▶ [Selected passage]
Monday 11 July 2011

Reasons for Leaving Moscow: #4

The cold, hard reality is that despite what seems like a constant tendency towards cynicism on my part, I'm actually far less of a misanthrope than my writing suggests.  In real life, I try not to find fault with every significant detail and my blog postings, for those of you who can't pick up on the tongue-in-cheek nature (I'm looking in your direction, Ross), are mainly intended to be a wry mix of observations for comedic purposes.




Unfortunately, my series of "Reasons for Leaving Moscow" must, after a few jokey asides, include a rather serious posting.  As if it weren't enough that the organisation I worked for had seen fit to bugger me over for a variety of things (lack of furniture, being placed in close proximity of the irreplaceable Asshat, being thrown out into the no-man's-land of Moscow despite having been told to the contrary), the school management, ineffective sodomites that they were, allowed the school children to run the school.


Perhaps you've been educated in the UK system and are aware that children these days "know their rights" and are not afraid to inform teachers of this on occasion.  This isn't quite the same as children figuratively running a school. 


Let me explain. I was implicated in a rather ugly rumour by a shite-stain of a boy and the management did absolutely nothing to rectify this.  The boy in question, a Turkish runt-bastard of around 15 years old, treated the mainly female staff with a disdain that I haven't seen in the most sexist of British men. 


Cultural sensitivity be damned: I was working in an international school that was attempting to promote equality and when he saw fit to inappropriately touch another member of staff in my presence, I made sure that he didn't get away without feeling my wrath.  


Oh, how naive we can be in our experiences of the world.


Cunt-bags proceeded to spread a malicious rumour about yours truly, which resulted in my being approached by management.  As ugly a situation as it was, I understand that things like this will always occur in school settings; it is how the school manages these incidents that truly matter.  I, of course, was innocent and the school was willing to take that at face value, though I was still required to teach the cretinous, smirking little shit for the remainder of the year.  The fact that he was related somehow to the director of the school had no bearings on the outcome, of course.

▶ [Written tasks]
1 – Rewrite the part of the blog post about leaving Moscow that opens with the words containing "Reasons for Leaving Moscow: #4" and closes with "for comedic purposes.", swapping "misanthrope" for "grump".
2 – Copy out the part of the listing that opens with the line containing "the grass in" and closes with the line containing "0,9,608,341", both lines included.

Bounding-box records:

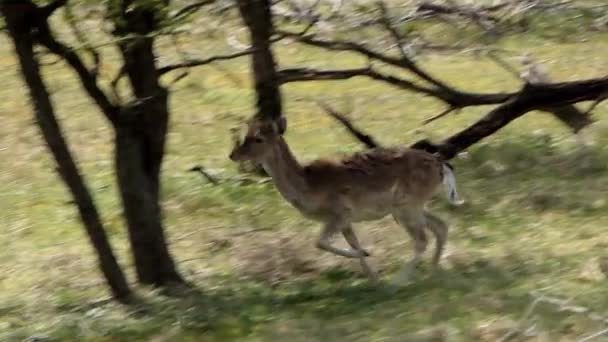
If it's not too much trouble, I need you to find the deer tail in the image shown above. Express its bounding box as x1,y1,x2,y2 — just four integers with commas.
441,161,464,205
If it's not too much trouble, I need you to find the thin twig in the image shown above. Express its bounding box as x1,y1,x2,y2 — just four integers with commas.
188,165,219,185
171,0,216,20
422,107,459,126
158,48,255,75
315,100,380,148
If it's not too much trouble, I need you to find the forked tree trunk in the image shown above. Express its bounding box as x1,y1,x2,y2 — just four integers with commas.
115,7,184,286
0,4,132,302
238,0,282,119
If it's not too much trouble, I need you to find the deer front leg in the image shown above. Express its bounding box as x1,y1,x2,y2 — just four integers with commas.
317,220,367,258
342,225,378,283
393,209,427,284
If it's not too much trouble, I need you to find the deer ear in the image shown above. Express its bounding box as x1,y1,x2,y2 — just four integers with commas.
276,116,287,135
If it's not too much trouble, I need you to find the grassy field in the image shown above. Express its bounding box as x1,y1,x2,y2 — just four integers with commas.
0,10,608,342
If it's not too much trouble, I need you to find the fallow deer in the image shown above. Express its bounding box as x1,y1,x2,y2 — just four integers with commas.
230,118,461,281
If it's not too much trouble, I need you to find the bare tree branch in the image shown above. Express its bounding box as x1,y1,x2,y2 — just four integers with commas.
188,165,219,185
279,31,514,108
412,76,608,160
36,15,119,124
171,0,216,20
315,101,380,148
279,67,515,108
422,107,458,125
64,3,101,77
158,48,255,75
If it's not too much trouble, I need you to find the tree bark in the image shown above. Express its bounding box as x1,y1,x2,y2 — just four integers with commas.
0,4,132,302
411,76,608,160
238,0,283,119
110,1,184,286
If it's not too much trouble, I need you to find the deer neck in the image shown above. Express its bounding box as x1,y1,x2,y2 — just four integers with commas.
262,137,308,209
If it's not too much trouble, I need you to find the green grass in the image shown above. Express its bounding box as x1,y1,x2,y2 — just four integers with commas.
0,12,608,341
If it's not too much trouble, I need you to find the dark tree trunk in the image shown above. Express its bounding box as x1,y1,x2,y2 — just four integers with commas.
238,0,283,176
238,0,282,119
0,4,131,302
115,6,184,286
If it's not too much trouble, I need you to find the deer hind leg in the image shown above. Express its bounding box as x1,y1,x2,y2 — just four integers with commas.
342,225,378,283
317,220,367,258
393,209,428,284
424,211,448,270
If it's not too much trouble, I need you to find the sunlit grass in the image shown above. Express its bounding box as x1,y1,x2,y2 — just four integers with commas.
0,14,608,341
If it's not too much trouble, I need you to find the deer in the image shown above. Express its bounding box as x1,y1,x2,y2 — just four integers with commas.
229,117,463,284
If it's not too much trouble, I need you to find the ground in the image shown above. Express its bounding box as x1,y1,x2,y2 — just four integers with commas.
0,7,608,341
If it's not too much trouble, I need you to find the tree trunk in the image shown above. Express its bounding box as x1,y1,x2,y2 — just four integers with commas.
115,7,184,286
238,0,282,119
115,108,183,286
0,4,132,302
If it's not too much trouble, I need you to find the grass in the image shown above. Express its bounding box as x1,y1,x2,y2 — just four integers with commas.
0,9,608,341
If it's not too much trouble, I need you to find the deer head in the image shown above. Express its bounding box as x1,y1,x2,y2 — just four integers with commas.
230,117,287,163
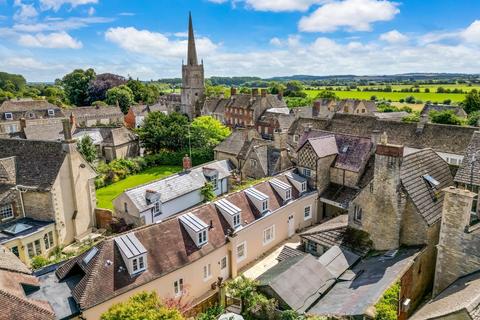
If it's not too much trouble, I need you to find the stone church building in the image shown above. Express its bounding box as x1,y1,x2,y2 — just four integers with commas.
181,14,205,119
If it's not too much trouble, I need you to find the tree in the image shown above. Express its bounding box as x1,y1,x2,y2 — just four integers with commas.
138,112,189,153
191,116,231,147
62,69,95,106
428,110,463,126
462,89,480,114
77,136,97,164
88,73,127,104
105,84,133,114
100,292,184,320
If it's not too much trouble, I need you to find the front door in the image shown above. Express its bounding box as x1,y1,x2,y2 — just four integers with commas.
220,256,230,280
288,215,295,238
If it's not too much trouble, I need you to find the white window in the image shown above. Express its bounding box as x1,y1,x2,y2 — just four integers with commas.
303,168,312,177
233,214,240,228
262,200,268,211
198,230,207,246
303,206,312,220
285,189,292,200
203,263,212,281
173,278,183,297
43,231,54,250
263,225,275,245
353,205,363,222
237,242,247,262
0,204,13,220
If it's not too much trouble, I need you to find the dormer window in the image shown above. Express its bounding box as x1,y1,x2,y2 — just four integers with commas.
178,212,208,248
245,187,268,214
270,178,292,201
215,199,242,229
115,232,147,276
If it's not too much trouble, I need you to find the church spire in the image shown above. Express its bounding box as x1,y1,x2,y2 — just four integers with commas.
187,12,198,66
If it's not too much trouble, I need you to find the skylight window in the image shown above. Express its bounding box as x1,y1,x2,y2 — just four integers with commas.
422,174,440,189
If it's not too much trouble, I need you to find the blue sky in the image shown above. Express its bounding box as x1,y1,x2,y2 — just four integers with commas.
0,0,480,81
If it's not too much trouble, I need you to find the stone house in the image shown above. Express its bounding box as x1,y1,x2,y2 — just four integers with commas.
287,113,477,166
0,127,96,263
296,130,374,218
0,99,65,134
113,157,232,225
33,173,317,319
65,106,124,128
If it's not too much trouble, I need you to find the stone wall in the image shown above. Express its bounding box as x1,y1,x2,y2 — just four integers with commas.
433,187,480,295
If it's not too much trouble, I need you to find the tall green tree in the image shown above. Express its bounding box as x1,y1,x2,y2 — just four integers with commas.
62,69,95,106
100,292,185,320
77,136,97,164
138,112,189,153
191,116,231,147
105,85,133,114
462,89,480,114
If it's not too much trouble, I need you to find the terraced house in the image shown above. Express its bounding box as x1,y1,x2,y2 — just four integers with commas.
0,131,96,264
33,172,317,319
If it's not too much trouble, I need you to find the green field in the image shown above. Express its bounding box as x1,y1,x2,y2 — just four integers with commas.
97,166,182,209
305,90,465,103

▶ [Answers to each task]
1 –
Reasons for Leaving Moscow: #4

The cold, hard reality is that despite what seems like a constant tendency towards cynicism on my part, I'm actually far less of a grump than my writing suggests.  In real life, I try not to find fault with every significant detail and my blog postings, for those of you who can't pick up on the tongue-in-cheek nature (I'm looking in your direction, Ross), are mainly intended to be a wry mix of observations for comedic purposes.

2 –
If it's not too much trouble, I need you to find the grass in the image shown above. Express its bounding box as x1,y1,x2,y2 — just four integers with commas.
0,9,608,341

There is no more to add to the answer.